» **What you have to do**
Look through the data below and return each line where "head" appears.

» **Records for this exercise**
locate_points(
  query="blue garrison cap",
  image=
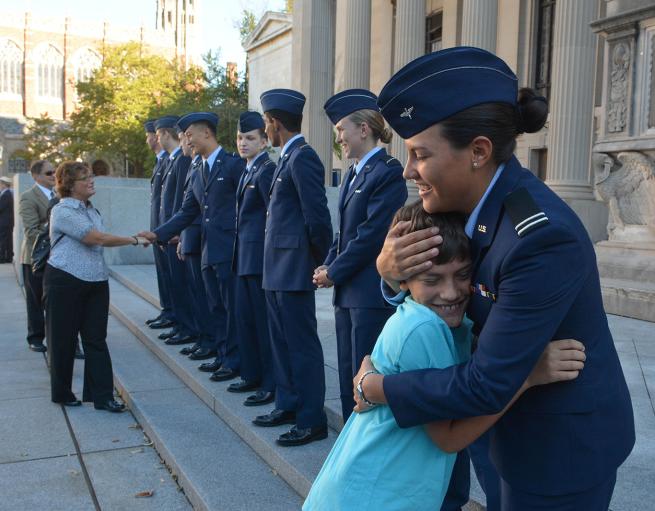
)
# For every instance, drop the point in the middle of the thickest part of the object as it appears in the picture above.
(249, 121)
(188, 119)
(436, 86)
(349, 101)
(286, 100)
(150, 126)
(168, 121)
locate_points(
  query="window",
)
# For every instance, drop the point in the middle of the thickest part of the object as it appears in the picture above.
(545, 23)
(17, 164)
(85, 62)
(433, 31)
(11, 68)
(50, 72)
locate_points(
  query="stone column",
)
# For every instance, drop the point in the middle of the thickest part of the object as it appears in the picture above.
(358, 44)
(409, 44)
(479, 21)
(313, 71)
(568, 170)
(571, 102)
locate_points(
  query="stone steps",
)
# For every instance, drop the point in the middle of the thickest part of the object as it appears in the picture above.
(216, 469)
(296, 466)
(133, 300)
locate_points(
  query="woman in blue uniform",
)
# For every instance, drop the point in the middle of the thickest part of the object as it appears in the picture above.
(535, 279)
(370, 194)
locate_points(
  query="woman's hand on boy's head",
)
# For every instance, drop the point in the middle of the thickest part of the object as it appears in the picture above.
(562, 360)
(404, 255)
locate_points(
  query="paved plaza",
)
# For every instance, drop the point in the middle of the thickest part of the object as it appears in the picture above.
(188, 441)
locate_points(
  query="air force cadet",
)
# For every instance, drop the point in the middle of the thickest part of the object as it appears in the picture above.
(214, 198)
(370, 194)
(166, 318)
(298, 237)
(172, 191)
(248, 262)
(535, 279)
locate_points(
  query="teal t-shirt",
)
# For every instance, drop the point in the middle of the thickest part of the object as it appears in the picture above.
(374, 465)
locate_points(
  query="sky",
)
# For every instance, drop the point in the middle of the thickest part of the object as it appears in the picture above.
(219, 17)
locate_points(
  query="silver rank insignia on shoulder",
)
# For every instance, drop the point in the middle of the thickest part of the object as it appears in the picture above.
(481, 289)
(407, 112)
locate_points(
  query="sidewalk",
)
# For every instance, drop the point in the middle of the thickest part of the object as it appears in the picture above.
(55, 458)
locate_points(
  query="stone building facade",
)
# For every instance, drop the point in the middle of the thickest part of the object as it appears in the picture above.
(42, 59)
(593, 59)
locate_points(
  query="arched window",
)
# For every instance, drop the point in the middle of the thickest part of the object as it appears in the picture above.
(85, 62)
(11, 68)
(50, 72)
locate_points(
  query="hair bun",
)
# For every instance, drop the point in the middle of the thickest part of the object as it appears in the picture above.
(532, 111)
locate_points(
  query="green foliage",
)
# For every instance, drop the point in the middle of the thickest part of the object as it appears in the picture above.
(44, 139)
(125, 91)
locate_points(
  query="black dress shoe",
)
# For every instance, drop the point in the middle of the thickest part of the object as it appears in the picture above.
(190, 349)
(110, 406)
(167, 335)
(261, 397)
(162, 323)
(202, 354)
(243, 386)
(176, 340)
(275, 418)
(297, 436)
(211, 367)
(152, 320)
(224, 374)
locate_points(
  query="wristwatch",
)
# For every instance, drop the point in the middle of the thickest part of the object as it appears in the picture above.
(360, 390)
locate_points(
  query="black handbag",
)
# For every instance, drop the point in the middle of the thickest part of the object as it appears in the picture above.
(41, 252)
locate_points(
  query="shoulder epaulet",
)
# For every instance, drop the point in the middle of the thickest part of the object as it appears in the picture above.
(524, 212)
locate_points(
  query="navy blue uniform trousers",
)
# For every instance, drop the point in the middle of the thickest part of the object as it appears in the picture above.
(297, 356)
(219, 285)
(161, 267)
(179, 293)
(204, 320)
(357, 330)
(252, 332)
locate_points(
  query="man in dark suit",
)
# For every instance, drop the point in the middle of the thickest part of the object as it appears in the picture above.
(535, 280)
(33, 210)
(166, 318)
(298, 237)
(214, 198)
(6, 220)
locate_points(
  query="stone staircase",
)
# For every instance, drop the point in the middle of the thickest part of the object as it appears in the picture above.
(203, 432)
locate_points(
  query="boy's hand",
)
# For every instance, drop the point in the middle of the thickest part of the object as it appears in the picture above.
(561, 361)
(404, 255)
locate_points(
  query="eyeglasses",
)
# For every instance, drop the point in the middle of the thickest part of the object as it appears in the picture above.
(86, 178)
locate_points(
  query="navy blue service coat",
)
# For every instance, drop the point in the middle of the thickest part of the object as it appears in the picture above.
(365, 212)
(298, 228)
(542, 285)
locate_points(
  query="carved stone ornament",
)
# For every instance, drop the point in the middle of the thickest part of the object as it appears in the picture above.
(617, 108)
(627, 185)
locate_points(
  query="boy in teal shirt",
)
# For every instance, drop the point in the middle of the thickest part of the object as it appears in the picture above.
(374, 464)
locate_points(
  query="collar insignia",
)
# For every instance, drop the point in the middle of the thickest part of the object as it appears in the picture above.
(407, 112)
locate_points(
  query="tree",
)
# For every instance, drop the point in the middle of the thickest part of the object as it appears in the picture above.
(44, 139)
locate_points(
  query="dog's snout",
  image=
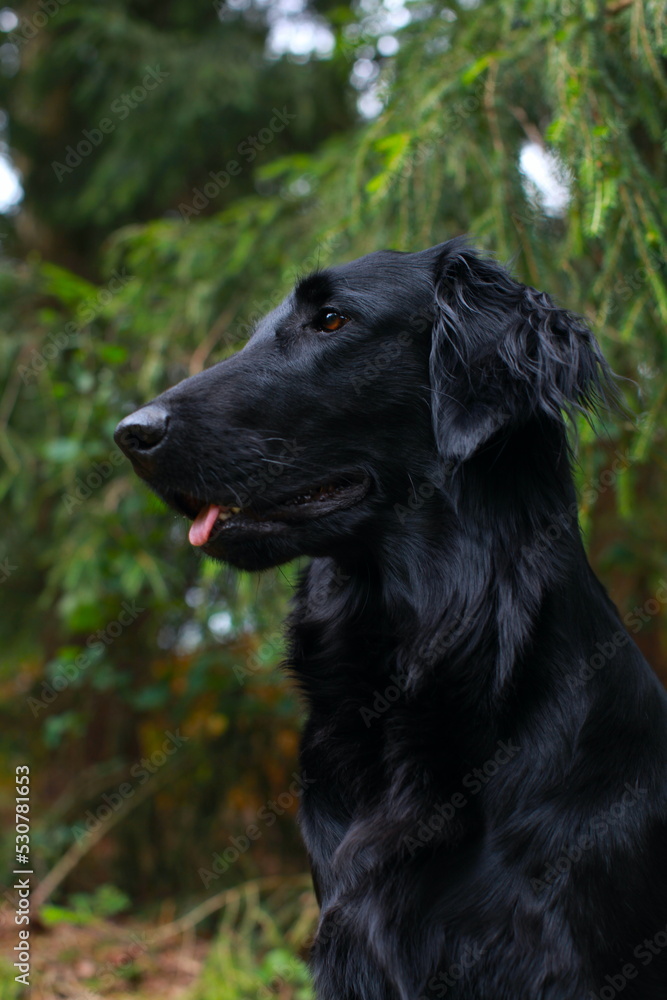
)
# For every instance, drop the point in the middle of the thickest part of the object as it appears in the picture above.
(141, 432)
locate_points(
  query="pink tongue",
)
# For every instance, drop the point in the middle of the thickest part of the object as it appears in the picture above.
(201, 527)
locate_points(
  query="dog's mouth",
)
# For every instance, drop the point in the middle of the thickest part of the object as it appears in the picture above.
(210, 520)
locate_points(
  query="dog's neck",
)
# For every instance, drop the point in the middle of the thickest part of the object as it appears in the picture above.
(465, 566)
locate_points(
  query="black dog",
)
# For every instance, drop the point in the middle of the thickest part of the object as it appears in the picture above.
(486, 747)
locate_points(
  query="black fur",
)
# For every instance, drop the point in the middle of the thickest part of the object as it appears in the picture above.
(486, 746)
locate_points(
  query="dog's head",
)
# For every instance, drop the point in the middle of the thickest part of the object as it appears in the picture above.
(368, 375)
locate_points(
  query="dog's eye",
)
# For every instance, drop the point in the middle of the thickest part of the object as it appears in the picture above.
(329, 320)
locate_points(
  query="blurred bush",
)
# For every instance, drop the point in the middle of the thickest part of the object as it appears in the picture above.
(130, 663)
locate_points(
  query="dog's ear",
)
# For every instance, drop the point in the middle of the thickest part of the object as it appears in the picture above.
(502, 352)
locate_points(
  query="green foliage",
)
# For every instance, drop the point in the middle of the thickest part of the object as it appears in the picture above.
(110, 292)
(86, 907)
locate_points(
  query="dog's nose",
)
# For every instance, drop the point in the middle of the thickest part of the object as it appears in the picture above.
(140, 433)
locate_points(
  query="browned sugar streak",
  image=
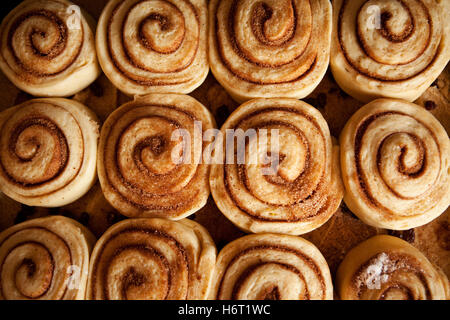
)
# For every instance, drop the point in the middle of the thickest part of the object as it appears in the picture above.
(310, 262)
(2, 170)
(237, 49)
(40, 244)
(274, 293)
(372, 75)
(181, 203)
(53, 53)
(59, 158)
(409, 264)
(134, 279)
(181, 251)
(254, 216)
(132, 77)
(362, 177)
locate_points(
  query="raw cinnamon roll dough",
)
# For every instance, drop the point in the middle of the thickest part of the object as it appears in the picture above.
(152, 259)
(388, 268)
(437, 99)
(395, 159)
(303, 191)
(432, 239)
(45, 258)
(137, 169)
(339, 235)
(47, 48)
(271, 267)
(154, 46)
(276, 48)
(392, 49)
(48, 151)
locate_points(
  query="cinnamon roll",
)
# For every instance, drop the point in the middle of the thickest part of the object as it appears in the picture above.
(388, 268)
(392, 49)
(154, 46)
(150, 157)
(48, 151)
(45, 259)
(48, 49)
(269, 49)
(395, 159)
(152, 259)
(293, 186)
(271, 267)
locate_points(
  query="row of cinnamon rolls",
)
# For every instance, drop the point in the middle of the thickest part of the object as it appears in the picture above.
(256, 49)
(272, 167)
(154, 259)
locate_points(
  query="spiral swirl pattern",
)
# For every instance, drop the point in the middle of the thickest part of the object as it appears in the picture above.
(384, 48)
(395, 159)
(154, 46)
(138, 172)
(48, 151)
(303, 190)
(388, 268)
(152, 259)
(45, 259)
(271, 267)
(47, 48)
(269, 49)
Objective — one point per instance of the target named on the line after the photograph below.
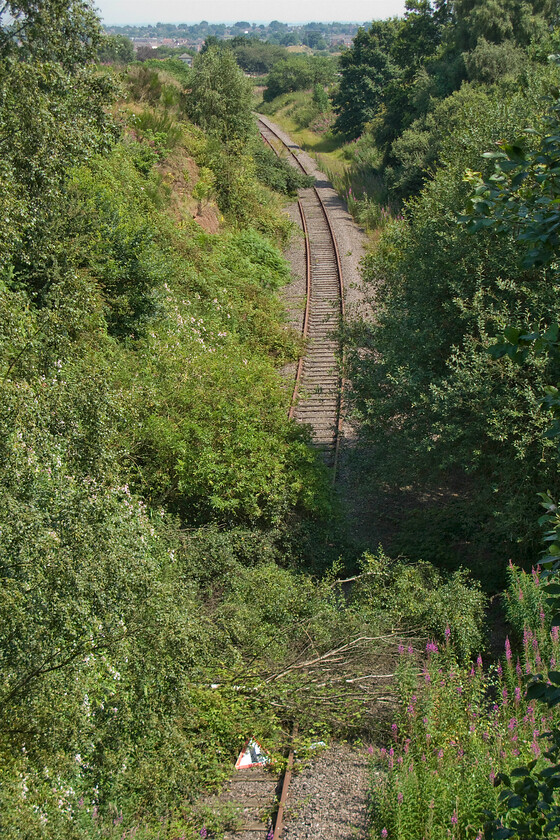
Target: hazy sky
(222, 11)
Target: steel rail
(338, 432)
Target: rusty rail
(340, 396)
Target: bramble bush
(458, 728)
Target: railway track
(258, 795)
(318, 390)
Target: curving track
(318, 390)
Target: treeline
(427, 97)
(159, 513)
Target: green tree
(64, 31)
(521, 199)
(366, 68)
(220, 98)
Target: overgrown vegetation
(160, 515)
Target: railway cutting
(318, 390)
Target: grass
(329, 151)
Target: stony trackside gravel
(328, 799)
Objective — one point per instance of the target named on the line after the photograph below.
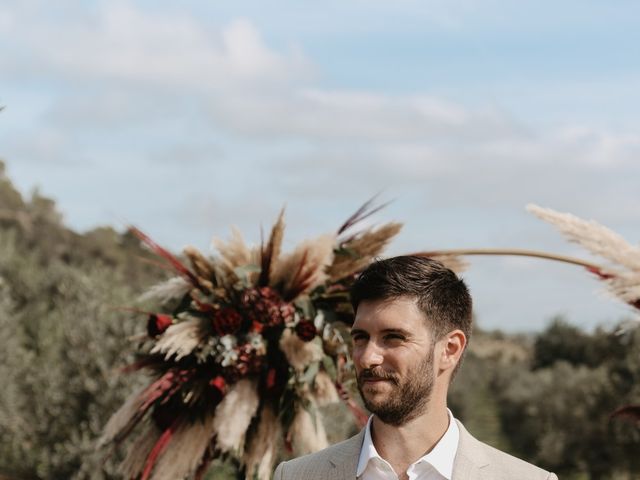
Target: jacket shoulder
(508, 467)
(318, 465)
(492, 463)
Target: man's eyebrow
(401, 331)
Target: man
(412, 324)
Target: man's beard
(409, 395)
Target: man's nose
(370, 355)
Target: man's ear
(453, 344)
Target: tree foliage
(546, 398)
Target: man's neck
(403, 445)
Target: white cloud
(124, 43)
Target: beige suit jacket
(474, 461)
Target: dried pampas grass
(136, 458)
(298, 352)
(368, 244)
(305, 268)
(173, 288)
(233, 416)
(271, 252)
(123, 420)
(262, 449)
(234, 254)
(596, 238)
(186, 450)
(180, 339)
(202, 267)
(453, 262)
(623, 281)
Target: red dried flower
(226, 321)
(264, 305)
(158, 323)
(306, 330)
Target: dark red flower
(306, 330)
(219, 384)
(264, 305)
(226, 321)
(158, 323)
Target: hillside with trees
(545, 397)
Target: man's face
(393, 353)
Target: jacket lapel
(470, 458)
(344, 460)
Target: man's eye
(394, 337)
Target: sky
(185, 118)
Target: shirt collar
(440, 457)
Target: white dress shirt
(435, 465)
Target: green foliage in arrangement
(546, 398)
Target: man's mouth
(367, 377)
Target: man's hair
(442, 297)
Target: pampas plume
(298, 352)
(357, 252)
(179, 339)
(187, 447)
(233, 254)
(271, 253)
(124, 419)
(233, 416)
(137, 454)
(201, 266)
(305, 268)
(593, 236)
(452, 262)
(171, 289)
(622, 283)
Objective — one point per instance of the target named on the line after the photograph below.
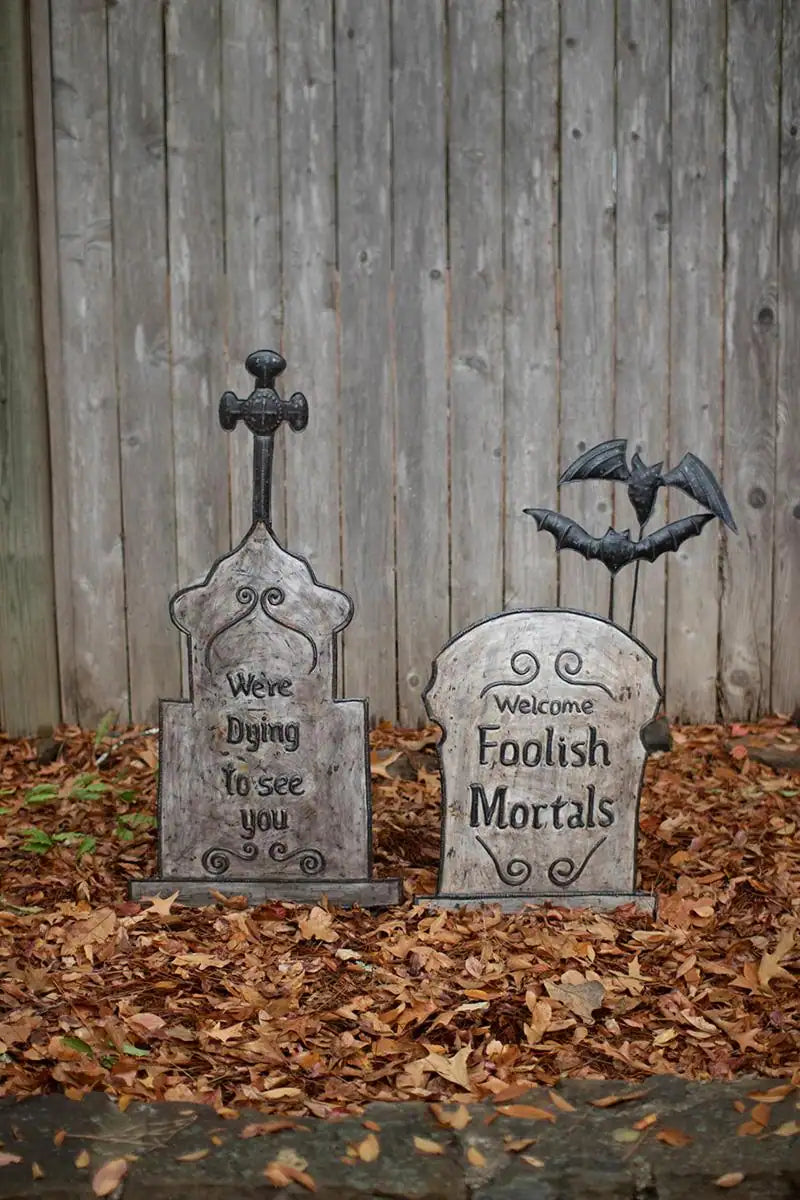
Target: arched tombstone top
(542, 760)
(262, 607)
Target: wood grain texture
(252, 204)
(196, 263)
(786, 645)
(142, 313)
(587, 249)
(310, 280)
(475, 203)
(530, 329)
(643, 196)
(49, 303)
(420, 256)
(91, 413)
(696, 346)
(29, 669)
(364, 191)
(751, 353)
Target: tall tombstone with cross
(264, 778)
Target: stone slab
(365, 893)
(542, 756)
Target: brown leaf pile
(295, 1008)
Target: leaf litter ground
(299, 1009)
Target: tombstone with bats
(545, 714)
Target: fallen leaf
(107, 1177)
(427, 1146)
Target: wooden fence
(485, 234)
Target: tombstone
(264, 779)
(541, 761)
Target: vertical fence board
(252, 202)
(310, 281)
(48, 283)
(420, 256)
(751, 328)
(475, 161)
(29, 669)
(530, 330)
(85, 269)
(696, 342)
(642, 403)
(196, 263)
(364, 178)
(786, 643)
(587, 253)
(140, 292)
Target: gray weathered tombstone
(264, 780)
(541, 760)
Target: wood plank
(197, 285)
(420, 253)
(364, 179)
(310, 280)
(48, 258)
(252, 205)
(85, 271)
(475, 197)
(588, 198)
(696, 352)
(786, 645)
(142, 311)
(643, 193)
(29, 667)
(531, 351)
(751, 353)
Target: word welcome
(552, 751)
(582, 816)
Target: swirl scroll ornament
(516, 871)
(311, 861)
(246, 595)
(274, 597)
(525, 673)
(563, 873)
(567, 671)
(216, 861)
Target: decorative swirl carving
(311, 861)
(563, 873)
(567, 671)
(516, 871)
(276, 597)
(527, 675)
(246, 595)
(216, 861)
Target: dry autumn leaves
(307, 1009)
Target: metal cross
(263, 412)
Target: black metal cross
(263, 412)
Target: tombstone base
(198, 893)
(645, 901)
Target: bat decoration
(617, 550)
(691, 475)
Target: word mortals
(533, 705)
(579, 815)
(251, 685)
(552, 750)
(258, 733)
(240, 784)
(263, 820)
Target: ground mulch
(296, 1009)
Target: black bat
(691, 475)
(615, 550)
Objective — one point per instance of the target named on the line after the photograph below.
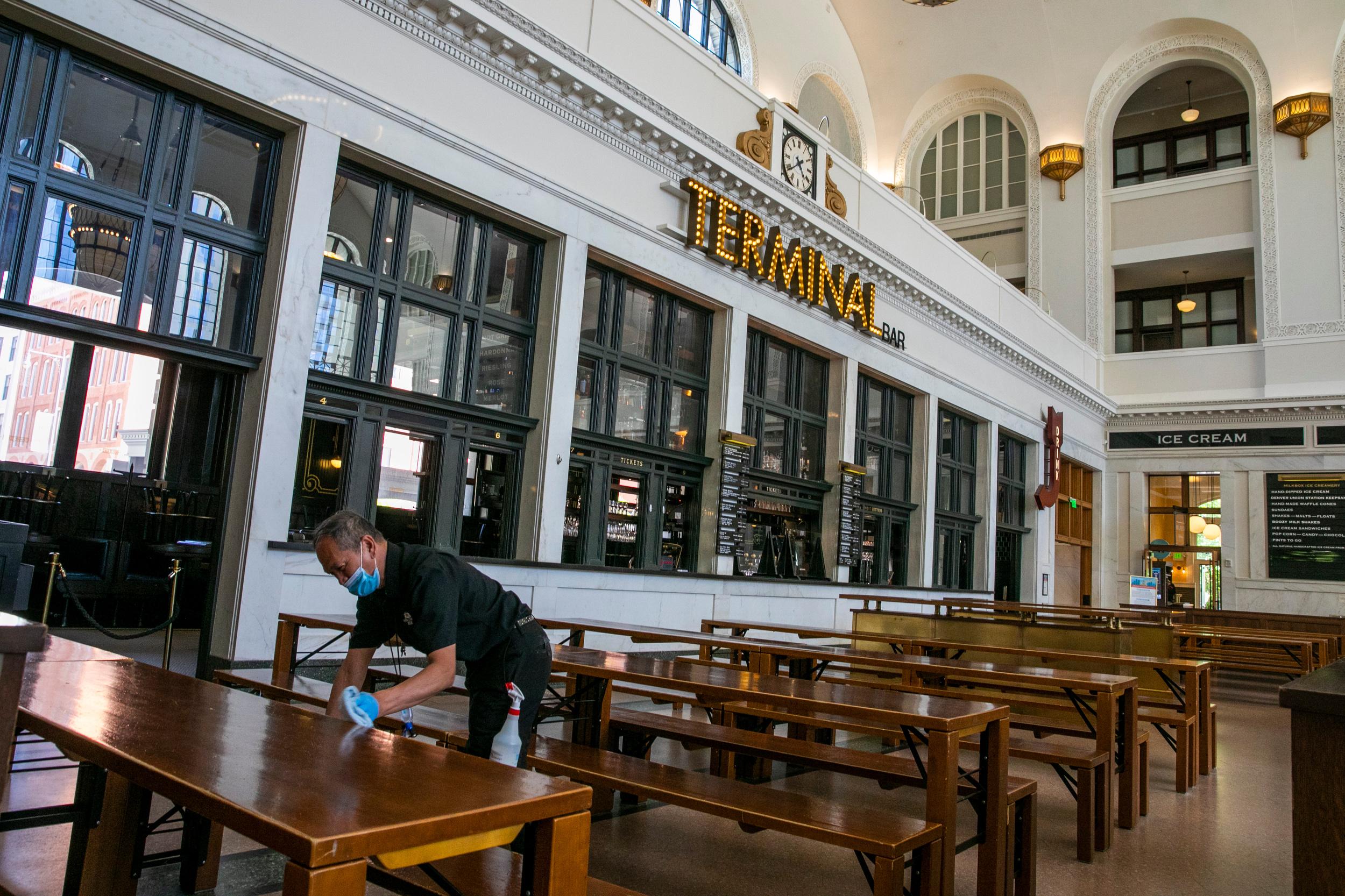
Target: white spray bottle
(507, 743)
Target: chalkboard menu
(1305, 525)
(852, 517)
(733, 483)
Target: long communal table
(321, 792)
(1115, 696)
(1187, 680)
(19, 639)
(946, 722)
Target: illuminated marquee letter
(832, 287)
(723, 231)
(784, 267)
(751, 236)
(696, 211)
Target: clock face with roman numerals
(799, 160)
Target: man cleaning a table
(447, 610)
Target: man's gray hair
(348, 529)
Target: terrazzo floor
(1230, 836)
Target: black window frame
(756, 406)
(701, 35)
(471, 268)
(42, 181)
(1138, 333)
(1171, 170)
(610, 361)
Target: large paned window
(883, 446)
(1161, 155)
(1153, 321)
(639, 427)
(977, 163)
(955, 502)
(786, 411)
(1010, 517)
(1185, 536)
(127, 202)
(420, 368)
(706, 23)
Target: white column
(272, 412)
(724, 411)
(843, 385)
(555, 362)
(988, 495)
(924, 468)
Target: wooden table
(946, 720)
(321, 792)
(19, 639)
(1317, 723)
(1115, 696)
(1191, 687)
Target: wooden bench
(638, 730)
(887, 837)
(489, 872)
(1087, 784)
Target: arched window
(977, 163)
(706, 23)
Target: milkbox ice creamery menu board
(1305, 525)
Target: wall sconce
(1061, 162)
(1302, 115)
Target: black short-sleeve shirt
(432, 599)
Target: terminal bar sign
(735, 236)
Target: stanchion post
(52, 583)
(173, 607)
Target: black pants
(523, 658)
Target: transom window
(786, 408)
(1153, 321)
(706, 23)
(643, 360)
(128, 202)
(426, 298)
(883, 442)
(1161, 155)
(977, 163)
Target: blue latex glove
(361, 707)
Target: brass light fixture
(1191, 112)
(1185, 306)
(1061, 162)
(1301, 115)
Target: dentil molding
(619, 116)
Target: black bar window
(1161, 155)
(1010, 517)
(641, 389)
(424, 334)
(884, 447)
(955, 502)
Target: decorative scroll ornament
(836, 202)
(756, 144)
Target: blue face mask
(361, 583)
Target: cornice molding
(843, 93)
(980, 97)
(1109, 95)
(553, 85)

» **Result of the task**
  query="woman's hand on boy's head",
  query="dog's head",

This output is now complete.